== Segment start ==

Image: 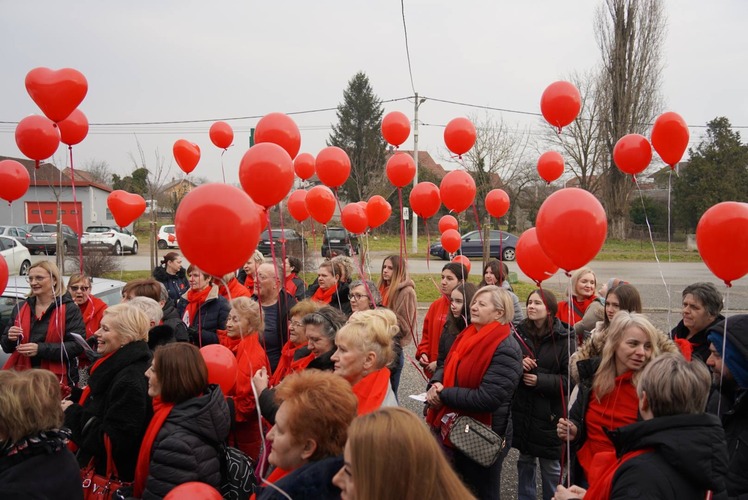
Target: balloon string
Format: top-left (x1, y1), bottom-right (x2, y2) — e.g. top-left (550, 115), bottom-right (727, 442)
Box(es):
top-left (565, 275), bottom-right (573, 487)
top-left (398, 188), bottom-right (408, 264)
top-left (332, 188), bottom-right (354, 258)
top-left (278, 205), bottom-right (288, 293)
top-left (220, 149), bottom-right (227, 184)
top-left (67, 145), bottom-right (84, 274)
top-left (311, 220), bottom-right (317, 263)
top-left (717, 290), bottom-right (730, 416)
top-left (667, 169), bottom-right (672, 263)
top-left (425, 219), bottom-right (431, 271)
top-left (470, 203), bottom-right (484, 266)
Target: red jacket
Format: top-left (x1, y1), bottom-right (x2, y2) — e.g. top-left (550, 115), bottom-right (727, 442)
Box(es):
top-left (232, 333), bottom-right (270, 459)
top-left (416, 296), bottom-right (450, 376)
top-left (219, 278), bottom-right (253, 301)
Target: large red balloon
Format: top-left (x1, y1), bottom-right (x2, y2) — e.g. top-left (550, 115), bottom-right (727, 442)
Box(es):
top-left (58, 109), bottom-right (89, 146)
top-left (25, 67), bottom-right (88, 123)
top-left (696, 202), bottom-right (748, 286)
top-left (438, 215), bottom-right (459, 233)
top-left (209, 121), bottom-right (234, 149)
top-left (452, 255), bottom-right (471, 273)
top-left (255, 112), bottom-right (301, 159)
top-left (537, 151), bottom-right (565, 183)
top-left (381, 111), bottom-right (411, 146)
top-left (0, 160), bottom-right (31, 203)
top-left (386, 153), bottom-right (416, 188)
top-left (176, 184), bottom-right (262, 277)
top-left (440, 170), bottom-right (476, 213)
top-left (341, 204), bottom-right (368, 234)
top-left (516, 228), bottom-right (559, 285)
top-left (305, 185), bottom-right (336, 225)
top-left (485, 189), bottom-right (510, 218)
top-left (441, 229), bottom-right (461, 254)
top-left (613, 134), bottom-right (652, 175)
top-left (540, 81), bottom-right (582, 130)
top-left (165, 482), bottom-right (222, 500)
top-left (366, 195), bottom-right (392, 229)
top-left (15, 115), bottom-right (60, 161)
top-left (316, 147), bottom-right (351, 188)
top-left (444, 117), bottom-right (476, 156)
top-left (409, 182), bottom-right (441, 219)
top-left (287, 190), bottom-right (309, 222)
top-left (651, 112), bottom-right (689, 168)
top-left (536, 188), bottom-right (607, 272)
top-left (200, 345), bottom-right (238, 396)
top-left (294, 153), bottom-right (316, 180)
top-left (0, 255), bottom-right (8, 296)
top-left (239, 143), bottom-right (294, 208)
top-left (107, 190), bottom-right (146, 228)
top-left (173, 139), bottom-right (201, 174)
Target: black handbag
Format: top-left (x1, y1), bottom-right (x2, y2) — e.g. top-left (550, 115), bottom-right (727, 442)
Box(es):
top-left (448, 415), bottom-right (505, 468)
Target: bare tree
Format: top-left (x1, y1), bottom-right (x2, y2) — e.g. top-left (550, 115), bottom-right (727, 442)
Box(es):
top-left (82, 158), bottom-right (113, 186)
top-left (596, 0), bottom-right (665, 238)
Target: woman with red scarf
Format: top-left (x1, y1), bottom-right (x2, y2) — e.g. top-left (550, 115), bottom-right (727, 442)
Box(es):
top-left (133, 342), bottom-right (230, 499)
top-left (68, 273), bottom-right (107, 370)
top-left (556, 268), bottom-right (602, 339)
top-left (307, 261), bottom-right (351, 315)
top-left (181, 264), bottom-right (230, 346)
top-left (283, 256), bottom-right (306, 302)
top-left (426, 285), bottom-right (522, 500)
top-left (267, 300), bottom-right (319, 387)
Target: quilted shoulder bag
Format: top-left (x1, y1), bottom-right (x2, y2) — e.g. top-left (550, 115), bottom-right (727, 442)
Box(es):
top-left (80, 434), bottom-right (132, 500)
top-left (448, 415), bottom-right (505, 468)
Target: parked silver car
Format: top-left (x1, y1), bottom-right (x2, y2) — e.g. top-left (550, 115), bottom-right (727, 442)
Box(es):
top-left (25, 223), bottom-right (80, 255)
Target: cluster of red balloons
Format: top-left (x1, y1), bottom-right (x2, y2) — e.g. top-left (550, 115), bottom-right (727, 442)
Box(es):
top-left (107, 191), bottom-right (147, 228)
top-left (0, 160), bottom-right (31, 204)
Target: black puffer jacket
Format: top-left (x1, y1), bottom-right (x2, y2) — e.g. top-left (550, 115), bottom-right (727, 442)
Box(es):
top-left (182, 286), bottom-right (230, 346)
top-left (512, 318), bottom-right (575, 459)
top-left (160, 300), bottom-right (188, 342)
top-left (671, 314), bottom-right (724, 363)
top-left (257, 455), bottom-right (343, 500)
top-left (64, 340), bottom-right (152, 481)
top-left (142, 385), bottom-right (231, 500)
top-left (607, 413), bottom-right (728, 499)
top-left (152, 266), bottom-right (189, 305)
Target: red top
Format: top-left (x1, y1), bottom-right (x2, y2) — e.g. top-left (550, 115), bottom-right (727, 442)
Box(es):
top-left (219, 278), bottom-right (253, 301)
top-left (234, 334), bottom-right (270, 422)
top-left (416, 295), bottom-right (450, 375)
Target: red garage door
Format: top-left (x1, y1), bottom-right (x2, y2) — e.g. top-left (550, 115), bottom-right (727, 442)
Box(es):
top-left (26, 201), bottom-right (83, 233)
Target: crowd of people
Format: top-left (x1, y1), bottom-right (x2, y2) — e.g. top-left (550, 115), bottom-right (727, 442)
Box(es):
top-left (1, 252), bottom-right (746, 500)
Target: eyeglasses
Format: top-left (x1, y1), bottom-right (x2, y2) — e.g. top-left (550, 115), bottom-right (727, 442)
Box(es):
top-left (69, 285), bottom-right (90, 292)
top-left (25, 275), bottom-right (49, 283)
top-left (349, 293), bottom-right (368, 301)
top-left (290, 320), bottom-right (303, 328)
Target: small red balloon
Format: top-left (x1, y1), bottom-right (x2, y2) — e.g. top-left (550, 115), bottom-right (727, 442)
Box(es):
top-left (316, 146), bottom-right (351, 188)
top-left (696, 202), bottom-right (748, 286)
top-left (409, 182), bottom-right (441, 219)
top-left (341, 204), bottom-right (368, 234)
top-left (444, 117), bottom-right (477, 156)
top-left (516, 228), bottom-right (559, 285)
top-left (485, 189), bottom-right (510, 218)
top-left (438, 215), bottom-right (458, 233)
top-left (58, 109), bottom-right (89, 146)
top-left (165, 482), bottom-right (223, 500)
top-left (305, 185), bottom-right (336, 225)
top-left (366, 195), bottom-right (392, 229)
top-left (209, 121), bottom-right (234, 149)
top-left (440, 170), bottom-right (476, 213)
top-left (651, 112), bottom-right (689, 168)
top-left (0, 160), bottom-right (31, 203)
top-left (537, 151), bottom-right (565, 183)
top-left (613, 134), bottom-right (652, 175)
top-left (441, 229), bottom-right (461, 254)
top-left (107, 190), bottom-right (146, 228)
top-left (381, 111), bottom-right (411, 146)
top-left (0, 255), bottom-right (8, 296)
top-left (15, 115), bottom-right (60, 161)
top-left (200, 344), bottom-right (238, 397)
top-left (294, 153), bottom-right (316, 180)
top-left (255, 112), bottom-right (301, 159)
top-left (25, 67), bottom-right (88, 123)
top-left (287, 190), bottom-right (309, 222)
top-left (173, 139), bottom-right (200, 174)
top-left (239, 143), bottom-right (294, 208)
top-left (386, 153), bottom-right (416, 188)
top-left (540, 81), bottom-right (582, 130)
top-left (452, 255), bottom-right (471, 273)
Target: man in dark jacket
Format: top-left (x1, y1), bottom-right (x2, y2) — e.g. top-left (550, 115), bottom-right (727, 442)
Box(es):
top-left (707, 315), bottom-right (748, 499)
top-left (254, 263), bottom-right (296, 371)
top-left (671, 282), bottom-right (724, 362)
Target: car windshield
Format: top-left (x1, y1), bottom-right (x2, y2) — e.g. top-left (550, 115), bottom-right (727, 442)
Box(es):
top-left (326, 229), bottom-right (347, 239)
top-left (260, 230), bottom-right (284, 239)
top-left (86, 226), bottom-right (114, 233)
top-left (29, 224), bottom-right (55, 233)
top-left (162, 226), bottom-right (175, 234)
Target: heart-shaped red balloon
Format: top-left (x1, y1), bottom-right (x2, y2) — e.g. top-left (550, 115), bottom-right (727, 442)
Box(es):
top-left (107, 190), bottom-right (146, 227)
top-left (25, 67), bottom-right (88, 123)
top-left (173, 139), bottom-right (201, 174)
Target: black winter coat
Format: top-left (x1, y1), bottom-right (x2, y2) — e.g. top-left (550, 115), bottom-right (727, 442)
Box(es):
top-left (152, 266), bottom-right (189, 305)
top-left (142, 385), bottom-right (231, 500)
top-left (64, 340), bottom-right (152, 481)
top-left (607, 413), bottom-right (728, 499)
top-left (182, 286), bottom-right (230, 346)
top-left (512, 318), bottom-right (575, 459)
top-left (671, 314), bottom-right (724, 363)
top-left (160, 300), bottom-right (188, 342)
top-left (305, 281), bottom-right (351, 316)
top-left (257, 456), bottom-right (343, 500)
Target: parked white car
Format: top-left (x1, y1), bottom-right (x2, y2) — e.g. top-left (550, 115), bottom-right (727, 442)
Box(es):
top-left (81, 226), bottom-right (139, 255)
top-left (157, 224), bottom-right (179, 249)
top-left (0, 236), bottom-right (32, 275)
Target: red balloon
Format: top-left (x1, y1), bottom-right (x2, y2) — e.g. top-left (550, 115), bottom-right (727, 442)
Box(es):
top-left (696, 202), bottom-right (748, 286)
top-left (287, 190), bottom-right (309, 222)
top-left (256, 203), bottom-right (269, 232)
top-left (25, 67), bottom-right (88, 123)
top-left (651, 112), bottom-right (689, 168)
top-left (15, 115), bottom-right (60, 161)
top-left (341, 204), bottom-right (368, 234)
top-left (386, 153), bottom-right (416, 188)
top-left (305, 185), bottom-right (336, 225)
top-left (200, 344), bottom-right (238, 396)
top-left (516, 228), bottom-right (559, 284)
top-left (444, 117), bottom-right (477, 156)
top-left (255, 112), bottom-right (301, 159)
top-left (316, 146), bottom-right (351, 188)
top-left (540, 81), bottom-right (582, 130)
top-left (452, 255), bottom-right (471, 273)
top-left (173, 139), bottom-right (201, 174)
top-left (107, 190), bottom-right (146, 227)
top-left (438, 215), bottom-right (458, 233)
top-left (535, 188), bottom-right (607, 272)
top-left (613, 134), bottom-right (652, 175)
top-left (440, 170), bottom-right (476, 213)
top-left (537, 151), bottom-right (565, 183)
top-left (294, 153), bottom-right (316, 180)
top-left (381, 111), bottom-right (411, 146)
top-left (57, 109), bottom-right (89, 146)
top-left (356, 200), bottom-right (368, 211)
top-left (0, 160), bottom-right (31, 203)
top-left (0, 255), bottom-right (8, 296)
top-left (239, 143), bottom-right (294, 208)
top-left (485, 189), bottom-right (510, 218)
top-left (165, 482), bottom-right (223, 500)
top-left (209, 121), bottom-right (234, 149)
top-left (366, 195), bottom-right (392, 229)
top-left (441, 229), bottom-right (461, 254)
top-left (409, 182), bottom-right (441, 219)
top-left (176, 184), bottom-right (262, 277)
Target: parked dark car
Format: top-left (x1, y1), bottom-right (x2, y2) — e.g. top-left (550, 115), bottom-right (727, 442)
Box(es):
top-left (24, 223), bottom-right (80, 255)
top-left (321, 227), bottom-right (359, 257)
top-left (258, 229), bottom-right (308, 256)
top-left (429, 229), bottom-right (518, 261)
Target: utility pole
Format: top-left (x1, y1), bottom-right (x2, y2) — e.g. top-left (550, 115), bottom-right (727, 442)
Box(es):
top-left (411, 94), bottom-right (426, 254)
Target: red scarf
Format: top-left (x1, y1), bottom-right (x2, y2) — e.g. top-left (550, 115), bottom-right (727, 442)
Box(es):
top-left (584, 448), bottom-right (652, 500)
top-left (250, 467), bottom-right (291, 500)
top-left (352, 367), bottom-right (392, 415)
top-left (220, 278), bottom-right (253, 300)
top-left (427, 321), bottom-right (511, 428)
top-left (235, 334), bottom-right (270, 421)
top-left (3, 302), bottom-right (67, 380)
top-left (284, 274), bottom-right (298, 298)
top-left (184, 286), bottom-right (212, 327)
top-left (417, 295), bottom-right (451, 376)
top-left (78, 295), bottom-right (107, 339)
top-left (557, 295), bottom-right (598, 325)
top-left (311, 283), bottom-right (337, 304)
top-left (133, 397), bottom-right (175, 497)
top-left (270, 341), bottom-right (313, 387)
top-left (379, 282), bottom-right (390, 307)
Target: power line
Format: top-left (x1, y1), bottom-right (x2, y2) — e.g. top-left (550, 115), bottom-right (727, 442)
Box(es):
top-left (400, 0), bottom-right (417, 94)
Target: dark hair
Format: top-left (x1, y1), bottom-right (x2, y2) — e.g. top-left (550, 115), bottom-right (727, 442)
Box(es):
top-left (479, 259), bottom-right (505, 286)
top-left (302, 306), bottom-right (347, 341)
top-left (186, 264), bottom-right (211, 280)
top-left (123, 278), bottom-right (162, 302)
top-left (442, 262), bottom-right (468, 281)
top-left (682, 282), bottom-right (723, 317)
top-left (153, 343), bottom-right (209, 404)
top-left (287, 256), bottom-right (302, 275)
top-left (160, 252), bottom-right (180, 267)
top-left (604, 283), bottom-right (643, 327)
top-left (444, 282), bottom-right (478, 337)
top-left (522, 288), bottom-right (559, 336)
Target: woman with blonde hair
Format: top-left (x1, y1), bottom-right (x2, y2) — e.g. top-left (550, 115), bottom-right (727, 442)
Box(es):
top-left (556, 267), bottom-right (601, 342)
top-left (333, 407), bottom-right (475, 500)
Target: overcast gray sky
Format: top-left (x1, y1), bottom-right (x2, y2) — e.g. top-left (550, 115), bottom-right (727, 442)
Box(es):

== Segment end ==

Exercise
Copy out, exactly and alone, the lines of the entries above between the ones holding "Target: black puffer jacket" and "Target: crowd of people", inclusive.

Solution to the problem
Target: black puffer jacket
Format: top-left (x1, y1), bottom-right (x2, y2) — e.g. top-left (550, 115), bottom-right (727, 442)
Box(es):
top-left (182, 286), bottom-right (230, 346)
top-left (512, 318), bottom-right (575, 459)
top-left (160, 300), bottom-right (188, 342)
top-left (671, 314), bottom-right (724, 363)
top-left (257, 455), bottom-right (343, 500)
top-left (64, 340), bottom-right (152, 481)
top-left (142, 385), bottom-right (231, 500)
top-left (607, 413), bottom-right (728, 499)
top-left (152, 266), bottom-right (189, 305)
Target: red top
Format: top-left (x1, y1), bottom-right (x2, y2) — e.g. top-left (550, 115), bottom-right (727, 442)
Box(es):
top-left (219, 278), bottom-right (253, 301)
top-left (234, 334), bottom-right (270, 422)
top-left (416, 295), bottom-right (450, 375)
Target: red garage door
Format: top-left (x1, y1), bottom-right (x2, y2) — e.g. top-left (550, 115), bottom-right (727, 442)
Box(es):
top-left (26, 201), bottom-right (83, 233)
Target: crowd of people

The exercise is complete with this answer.